Shen: As one of our early Big Ideas in Neuroscience projects, the institute funded a group of researchers and enabled them to come together to study the aging brain and neurodegeneration. That has now turned into its own initiative, the Phil and Penny Knight Initiative for Brain Resilience, within our institute. This project directly benefited from the institute’s facilitation and the framework created by the Big Ideas grants. It allowed this group of researchers to form a team and that helped prepare them for a great new opportunity.

Similarly, on the other side of the lifespan, another Big Ideas grant supported the creation of the Stanford Brain Organogenesis Program, which has developed an incredibly exciting platform for studying the earliest stages of human brain development – and disorders such as autism spectrum disorders – in brain organoid models grown from stem cells in the lab.

This project reflects one of the institute’s other strengths: our robust connection to faculty at the engineering school. There are so many exciting technologies that are being developed by Stanford engineers, many with institute support, such as an artificial retina, transcranial magnetic stimulation, and flexible electrodes. These new technologies will enable us to gain access to the biology of the human brain and make progress toward therapeutics.

Okamura: I’d like to touch on another program called Neuroscience:Translate. We award grants that provide researchers with funding to take discoveries further and develop them into spinoff companies or clinical studies. It also connects researchers with, for example, experts in venture capital, commercialization, business, and intellectual property. This type of translation is not only about starting businesses and companies, but also about improving human lives. Neuroscience:Translate moves the science into translation and teaches researchers how to understand and participate in that process. Those are things that echo throughout our careers.

 

What have you learned in your role as a leader of the Wu Tsai Neurosciences Institute?

Okamura: I’m an engineer. I’m not trained in biology. Being part of a community that embraces people from different backgrounds with open arms and even welcomes us into leadership is amazing. Ultimately, we’re a group of people with a common goal – to improve society through neuroscience. It has been such a refreshing experience for me and a fantastic opportunity to get to know people from other parts of the university.

Material supplied —
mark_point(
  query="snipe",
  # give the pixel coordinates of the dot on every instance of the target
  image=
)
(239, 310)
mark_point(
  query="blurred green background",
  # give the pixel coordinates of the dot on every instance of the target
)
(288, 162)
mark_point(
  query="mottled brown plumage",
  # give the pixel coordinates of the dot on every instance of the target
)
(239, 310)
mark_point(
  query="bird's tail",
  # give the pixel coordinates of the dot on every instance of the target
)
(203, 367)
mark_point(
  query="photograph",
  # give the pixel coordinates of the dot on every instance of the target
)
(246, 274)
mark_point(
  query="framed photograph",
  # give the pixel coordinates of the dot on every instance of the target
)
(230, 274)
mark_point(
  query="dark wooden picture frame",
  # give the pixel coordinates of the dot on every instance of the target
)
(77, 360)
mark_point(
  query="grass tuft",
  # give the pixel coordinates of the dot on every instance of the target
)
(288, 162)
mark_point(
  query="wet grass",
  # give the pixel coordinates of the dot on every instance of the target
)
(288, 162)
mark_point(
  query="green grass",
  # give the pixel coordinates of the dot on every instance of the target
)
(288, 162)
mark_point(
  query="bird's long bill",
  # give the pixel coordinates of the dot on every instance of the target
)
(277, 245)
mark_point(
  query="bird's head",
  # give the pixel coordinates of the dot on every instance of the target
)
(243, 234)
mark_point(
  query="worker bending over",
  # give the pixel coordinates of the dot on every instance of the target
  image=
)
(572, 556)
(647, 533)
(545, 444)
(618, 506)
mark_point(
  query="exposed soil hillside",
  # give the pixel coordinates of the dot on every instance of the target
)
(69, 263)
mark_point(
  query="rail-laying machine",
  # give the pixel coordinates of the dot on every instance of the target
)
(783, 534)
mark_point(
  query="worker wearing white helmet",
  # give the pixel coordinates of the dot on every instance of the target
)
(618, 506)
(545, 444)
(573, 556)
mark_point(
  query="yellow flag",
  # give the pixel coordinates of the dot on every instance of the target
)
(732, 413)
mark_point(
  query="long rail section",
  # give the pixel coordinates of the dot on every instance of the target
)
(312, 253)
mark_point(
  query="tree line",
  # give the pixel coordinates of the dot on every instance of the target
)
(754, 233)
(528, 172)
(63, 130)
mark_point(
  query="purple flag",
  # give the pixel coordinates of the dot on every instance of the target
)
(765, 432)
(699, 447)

What to work on —
[1] Summarize the interview about the Wu Tsai Neurosciences Institute in two sentences.
[2] Write what comes next in the interview about the Wu Tsai Neurosciences Institute, starting after its final sentence.

Your written answers —
[1] Shen describes how the institute's Big Ideas grants led to the Phil and Penny Knight Initiative for Brain Resilience and the Stanford Brain Organogenesis Program, and points to the institute's ties to engineering faculty who are developing technologies such as an artificial retina and flexible electrodes. Okamura describes Neuroscience:Translate, which funds researchers to develop discoveries into spinoff companies or clinical studies, and, as an engineer, values a community that welcomes people from different backgrounds into leadership.

[2]
Shen: I second that, I’ve been in this role for a little over a year and it has been a tremendous learning experience. Learning how a university operates and how to represent the faculty and serve as a liaison has really opened my eyes to the work my colleagues at the institute are doing. It’s helped me advocate for my colleagues, turn our work into language the public can understand, and think about how we can have the biggest impact in the future.

Buckwalter: I have also discovered a lot about how the university runs and gained enormous respect for all my colleagues in neuroscience. I think one of the other big things I’ve learned is how to work as a team. Team science is sort of a buzzword, but it’s something that the institute excels at and for us it is much more than a buzzword. It helps us bring everyone together under one roof. I’m grateful for the opportunity to facilitate that and work with people who have different perspectives.

 

What are areas in which the neurosciences at Stanford can continue to grow as the Wu Tsai Neurosciences Institute enters its next decade?

Shen: Now that we have built this community of interdisciplinary researchers, we can engage them to make progress in understanding the brain’s basic functions while also solving problems with enormous human and societal impact.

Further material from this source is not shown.